Saygıdeğer, CHP’ye gönül vermiş içtenlikli arkadaşlar!…

Saygıdeğer, CHP’ye gönül vermiş içtenlikli arkadaşlar!
Bu Sorosçu Kemal’in ve avanesinin düzenbazlığını, ölüsü kokmuş Baykal Amerikanofilinin ciğeri beş para etmez bir sermaye siyasetçisi olduğunu hâlâ görüp anlamayacak mısınız?

Bugünkü haber sitelerine mide bulandırıcı, pis bir görüntü düştü. Biz görüp, okuyup, inceleyince haberi, inanın mecazi değil, gerçek anlamıyla söylüyorum deyimi; midem bulandı. Onların bu durumunu zaten biliyor olmamıza rağmen yine de hele görüntünün bu denli iğrenç olması hem üzdü, hem de tiksindirdi bizi.

Demek ki burjuva siyasetçilerinin tamamı aynı toptan kesmeymiş, aynı çamurdan yoğrulmaymış, aralarındaki farksa bir sigara kâğıdının kalınlığını bile ya bulur ya bulmazmış.

* Kısa soru 1
Aşağıdaki (a), (b) ve (c) ifadelerinin alıntıyla uyuşup uyuşmadığını evet ya da hayır diye belirtin. Her yanıtın yanına alıntıdaki belirleyici sözleri aynen aktarın.
(a) Yazar, görüntüyü görünce midesinin mecazi olarak değil, gerçek anlamda bulandığını söylüyor.
(b) Yazar, bu durumu daha önce bilmediği için görüntüye şaşırdığını belirtiyor.
(c) Alıntıya göre burjuva siyasetçileri arasındaki fark büyüktür.

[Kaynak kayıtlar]
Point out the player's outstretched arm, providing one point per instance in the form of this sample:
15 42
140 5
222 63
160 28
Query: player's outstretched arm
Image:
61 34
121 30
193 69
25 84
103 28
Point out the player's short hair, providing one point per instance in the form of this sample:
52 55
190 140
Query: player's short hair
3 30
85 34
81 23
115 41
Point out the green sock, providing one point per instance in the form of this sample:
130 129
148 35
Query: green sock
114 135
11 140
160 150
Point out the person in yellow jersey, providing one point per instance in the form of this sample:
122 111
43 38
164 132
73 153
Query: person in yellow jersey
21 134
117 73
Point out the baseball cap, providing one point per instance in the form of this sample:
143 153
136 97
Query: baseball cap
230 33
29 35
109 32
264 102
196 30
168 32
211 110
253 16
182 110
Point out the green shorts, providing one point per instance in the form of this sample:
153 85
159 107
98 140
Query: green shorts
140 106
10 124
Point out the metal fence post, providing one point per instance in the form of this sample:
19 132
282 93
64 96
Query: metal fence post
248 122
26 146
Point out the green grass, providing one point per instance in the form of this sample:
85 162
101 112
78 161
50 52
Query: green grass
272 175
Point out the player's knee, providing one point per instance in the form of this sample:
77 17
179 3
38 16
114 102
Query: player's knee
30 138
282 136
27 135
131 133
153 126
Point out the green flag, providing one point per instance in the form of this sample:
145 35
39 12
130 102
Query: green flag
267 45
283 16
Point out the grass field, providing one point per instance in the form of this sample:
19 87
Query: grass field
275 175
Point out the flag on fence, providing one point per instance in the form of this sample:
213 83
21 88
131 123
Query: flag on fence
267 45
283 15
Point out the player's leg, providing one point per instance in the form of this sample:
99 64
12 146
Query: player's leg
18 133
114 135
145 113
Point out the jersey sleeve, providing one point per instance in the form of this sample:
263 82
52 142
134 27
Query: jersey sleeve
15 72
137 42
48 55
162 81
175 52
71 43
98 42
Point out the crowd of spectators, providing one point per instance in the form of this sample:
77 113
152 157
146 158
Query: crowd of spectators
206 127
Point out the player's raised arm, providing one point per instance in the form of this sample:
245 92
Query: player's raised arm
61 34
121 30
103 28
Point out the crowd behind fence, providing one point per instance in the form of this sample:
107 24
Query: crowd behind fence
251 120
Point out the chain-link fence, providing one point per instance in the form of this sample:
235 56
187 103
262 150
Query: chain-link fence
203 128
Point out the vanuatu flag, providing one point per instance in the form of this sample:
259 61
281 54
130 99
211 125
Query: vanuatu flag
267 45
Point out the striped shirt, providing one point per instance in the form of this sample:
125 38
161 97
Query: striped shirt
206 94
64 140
--
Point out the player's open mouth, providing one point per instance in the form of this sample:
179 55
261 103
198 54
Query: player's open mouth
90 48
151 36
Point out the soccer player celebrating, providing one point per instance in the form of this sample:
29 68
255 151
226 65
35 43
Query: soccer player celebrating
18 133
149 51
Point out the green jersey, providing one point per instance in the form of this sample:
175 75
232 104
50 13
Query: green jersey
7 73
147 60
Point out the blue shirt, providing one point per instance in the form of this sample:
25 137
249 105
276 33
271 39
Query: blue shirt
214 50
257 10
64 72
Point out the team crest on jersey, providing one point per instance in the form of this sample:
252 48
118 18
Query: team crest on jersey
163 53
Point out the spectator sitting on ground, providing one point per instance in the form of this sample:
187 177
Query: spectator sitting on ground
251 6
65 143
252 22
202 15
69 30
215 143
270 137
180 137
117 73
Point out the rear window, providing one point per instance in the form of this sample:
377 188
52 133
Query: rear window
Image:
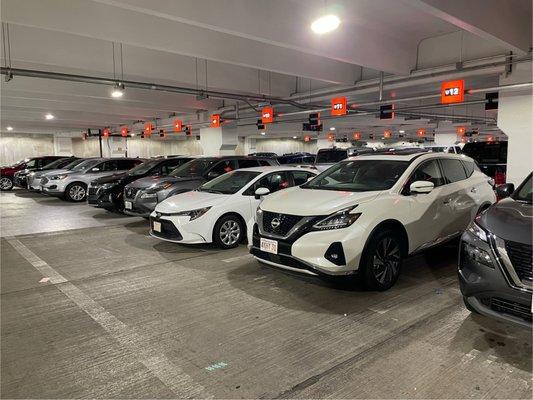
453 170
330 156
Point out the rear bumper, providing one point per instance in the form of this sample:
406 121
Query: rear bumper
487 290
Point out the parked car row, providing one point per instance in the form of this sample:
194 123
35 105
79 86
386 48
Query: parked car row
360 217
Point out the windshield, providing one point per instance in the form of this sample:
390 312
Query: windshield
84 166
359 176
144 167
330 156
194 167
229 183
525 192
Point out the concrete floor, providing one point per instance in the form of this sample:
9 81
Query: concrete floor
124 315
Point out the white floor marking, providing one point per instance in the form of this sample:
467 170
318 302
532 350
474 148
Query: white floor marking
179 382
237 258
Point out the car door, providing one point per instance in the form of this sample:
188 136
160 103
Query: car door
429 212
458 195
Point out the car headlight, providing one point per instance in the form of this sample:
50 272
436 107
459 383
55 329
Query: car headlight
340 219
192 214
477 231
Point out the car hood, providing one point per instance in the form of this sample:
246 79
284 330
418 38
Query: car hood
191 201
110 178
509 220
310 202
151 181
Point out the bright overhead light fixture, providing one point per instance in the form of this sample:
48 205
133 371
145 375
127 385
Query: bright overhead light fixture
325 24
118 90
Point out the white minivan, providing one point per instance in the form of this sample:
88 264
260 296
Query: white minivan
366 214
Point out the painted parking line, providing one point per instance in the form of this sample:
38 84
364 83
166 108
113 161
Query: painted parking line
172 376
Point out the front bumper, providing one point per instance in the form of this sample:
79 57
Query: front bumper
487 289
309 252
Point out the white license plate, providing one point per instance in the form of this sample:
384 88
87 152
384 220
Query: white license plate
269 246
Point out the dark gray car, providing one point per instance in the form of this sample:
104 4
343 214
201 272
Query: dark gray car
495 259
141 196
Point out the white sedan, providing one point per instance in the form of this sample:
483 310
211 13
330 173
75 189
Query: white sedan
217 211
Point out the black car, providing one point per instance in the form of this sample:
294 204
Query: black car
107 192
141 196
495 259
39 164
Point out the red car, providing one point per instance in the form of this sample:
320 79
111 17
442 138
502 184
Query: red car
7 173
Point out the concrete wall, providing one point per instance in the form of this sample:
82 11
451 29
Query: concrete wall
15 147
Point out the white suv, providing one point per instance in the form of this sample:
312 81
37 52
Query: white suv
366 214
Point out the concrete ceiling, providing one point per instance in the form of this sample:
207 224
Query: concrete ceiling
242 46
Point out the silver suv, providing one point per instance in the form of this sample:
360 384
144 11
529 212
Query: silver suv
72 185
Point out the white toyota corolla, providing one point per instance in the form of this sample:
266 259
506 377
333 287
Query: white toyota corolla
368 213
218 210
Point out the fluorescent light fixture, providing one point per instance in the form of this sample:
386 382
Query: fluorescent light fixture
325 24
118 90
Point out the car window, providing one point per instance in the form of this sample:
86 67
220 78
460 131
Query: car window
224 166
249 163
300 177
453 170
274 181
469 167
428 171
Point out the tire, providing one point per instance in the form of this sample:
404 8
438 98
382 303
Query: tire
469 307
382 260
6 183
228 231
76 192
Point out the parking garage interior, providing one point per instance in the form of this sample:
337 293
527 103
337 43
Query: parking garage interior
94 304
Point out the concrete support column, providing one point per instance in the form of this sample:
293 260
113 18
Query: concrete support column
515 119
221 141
--
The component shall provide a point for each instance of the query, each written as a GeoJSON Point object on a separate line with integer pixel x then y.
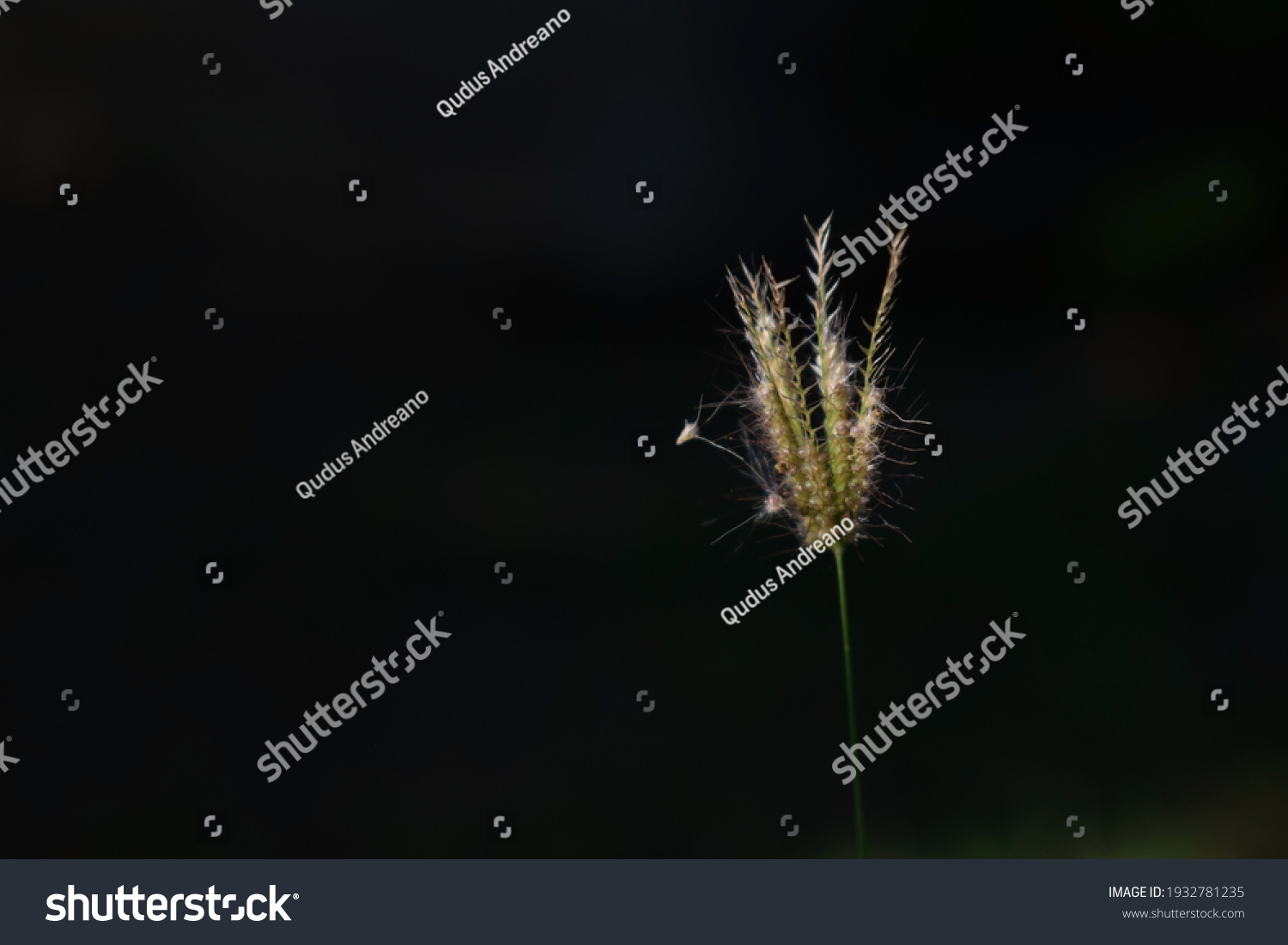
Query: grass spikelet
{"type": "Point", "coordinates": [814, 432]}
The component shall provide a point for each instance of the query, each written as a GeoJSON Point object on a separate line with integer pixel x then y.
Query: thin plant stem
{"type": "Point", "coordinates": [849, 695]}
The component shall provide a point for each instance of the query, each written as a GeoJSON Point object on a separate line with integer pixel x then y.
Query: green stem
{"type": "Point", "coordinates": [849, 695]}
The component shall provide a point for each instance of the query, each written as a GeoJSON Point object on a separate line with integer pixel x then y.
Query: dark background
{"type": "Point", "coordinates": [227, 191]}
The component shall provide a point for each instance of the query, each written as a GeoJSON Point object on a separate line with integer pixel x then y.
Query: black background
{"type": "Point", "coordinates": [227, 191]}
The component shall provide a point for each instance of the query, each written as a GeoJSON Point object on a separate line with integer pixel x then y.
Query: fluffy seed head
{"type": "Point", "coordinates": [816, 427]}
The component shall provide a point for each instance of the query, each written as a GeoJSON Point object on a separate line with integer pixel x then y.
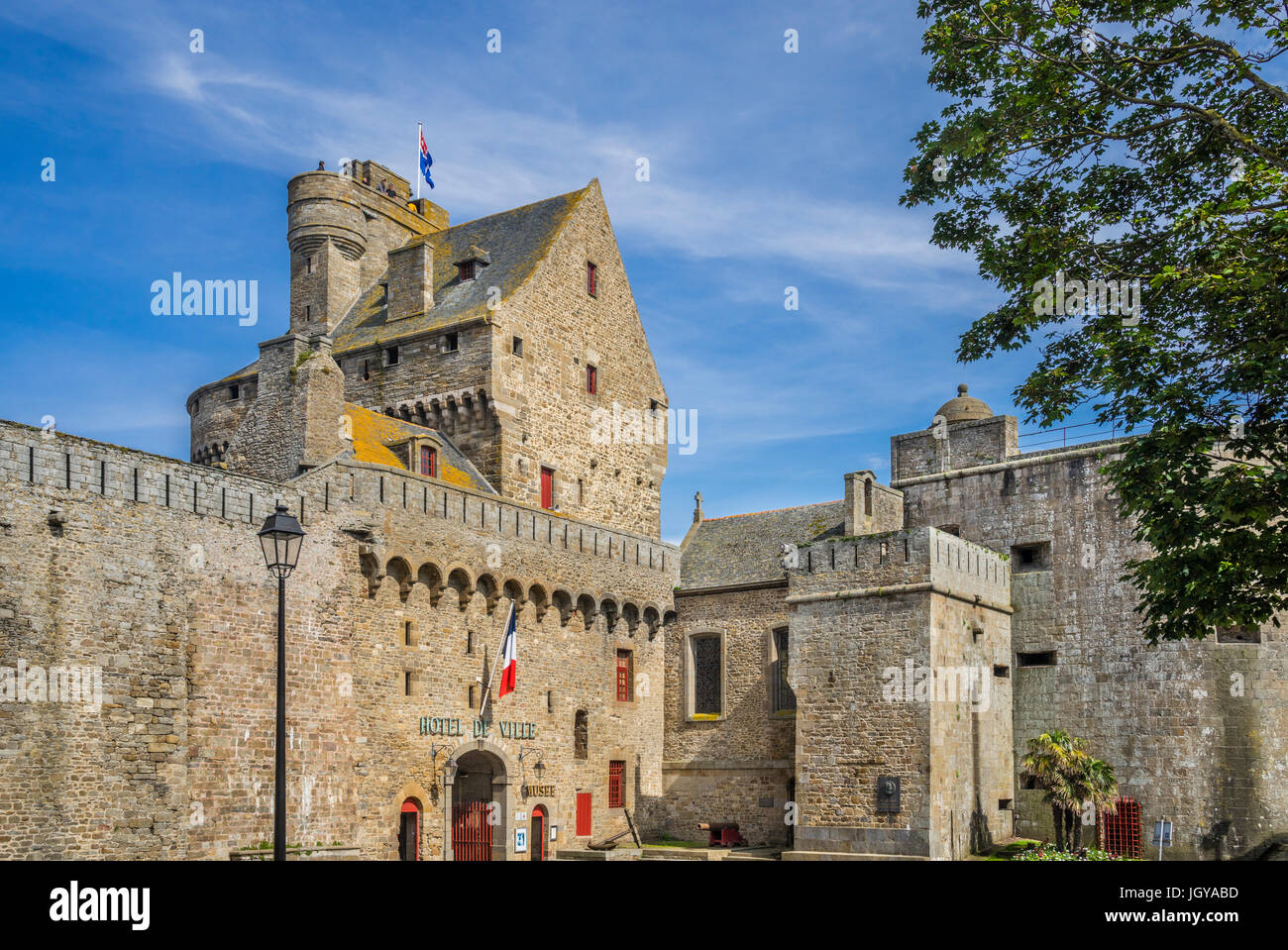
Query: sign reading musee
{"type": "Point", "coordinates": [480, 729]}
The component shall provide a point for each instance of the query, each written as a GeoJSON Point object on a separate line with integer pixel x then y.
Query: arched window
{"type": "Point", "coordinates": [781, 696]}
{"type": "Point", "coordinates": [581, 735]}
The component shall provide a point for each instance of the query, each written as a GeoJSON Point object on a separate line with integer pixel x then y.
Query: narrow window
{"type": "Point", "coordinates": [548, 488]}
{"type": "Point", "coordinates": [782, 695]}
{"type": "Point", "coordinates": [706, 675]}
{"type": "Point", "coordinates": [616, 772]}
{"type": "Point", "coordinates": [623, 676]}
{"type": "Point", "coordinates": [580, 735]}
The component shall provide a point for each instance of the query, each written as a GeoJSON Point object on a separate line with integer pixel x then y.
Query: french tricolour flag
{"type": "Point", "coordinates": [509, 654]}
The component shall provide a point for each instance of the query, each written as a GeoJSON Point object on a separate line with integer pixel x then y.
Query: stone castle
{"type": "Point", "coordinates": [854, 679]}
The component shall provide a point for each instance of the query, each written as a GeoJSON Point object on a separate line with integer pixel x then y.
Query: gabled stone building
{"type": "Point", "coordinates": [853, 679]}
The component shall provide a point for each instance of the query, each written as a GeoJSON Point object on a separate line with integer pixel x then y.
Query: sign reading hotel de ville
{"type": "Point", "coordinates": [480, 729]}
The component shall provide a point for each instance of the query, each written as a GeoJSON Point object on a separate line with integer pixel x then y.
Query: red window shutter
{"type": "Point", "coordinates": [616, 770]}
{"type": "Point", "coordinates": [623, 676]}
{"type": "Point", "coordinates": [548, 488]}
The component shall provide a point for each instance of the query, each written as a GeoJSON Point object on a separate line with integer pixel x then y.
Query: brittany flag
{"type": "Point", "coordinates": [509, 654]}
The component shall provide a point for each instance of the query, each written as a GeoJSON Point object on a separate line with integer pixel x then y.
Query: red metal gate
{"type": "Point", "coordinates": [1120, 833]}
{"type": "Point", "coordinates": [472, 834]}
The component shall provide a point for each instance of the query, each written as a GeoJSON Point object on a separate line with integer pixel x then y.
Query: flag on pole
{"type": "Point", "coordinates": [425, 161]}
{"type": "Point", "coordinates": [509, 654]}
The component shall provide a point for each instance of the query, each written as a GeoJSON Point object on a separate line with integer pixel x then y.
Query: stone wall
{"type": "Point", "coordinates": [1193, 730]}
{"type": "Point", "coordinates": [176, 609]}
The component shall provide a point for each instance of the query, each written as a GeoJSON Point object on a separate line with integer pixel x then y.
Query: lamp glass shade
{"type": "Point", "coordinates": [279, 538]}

* Kısa soru 2
Kayıtlarda "toyota" kelimesini içeren satırların hepsini ayıklayın.

* Son cevap 1
(a) Evet: "inanın mecazi değil, gerçek anlamıyla söylüyorum deyimi; midem bulandı"
(b) Hayır: "Onların bu durumunu zaten biliyor olmamıza rağmen"
(c) Hayır: "aralarındaki farksa bir sigara kâğıdının kalınlığını bile ya bulur ya bulmazmış"

* Son cevap 2
Point out the white toyota corolla, providing one point per instance in the form of this sample:
Query: white toyota corolla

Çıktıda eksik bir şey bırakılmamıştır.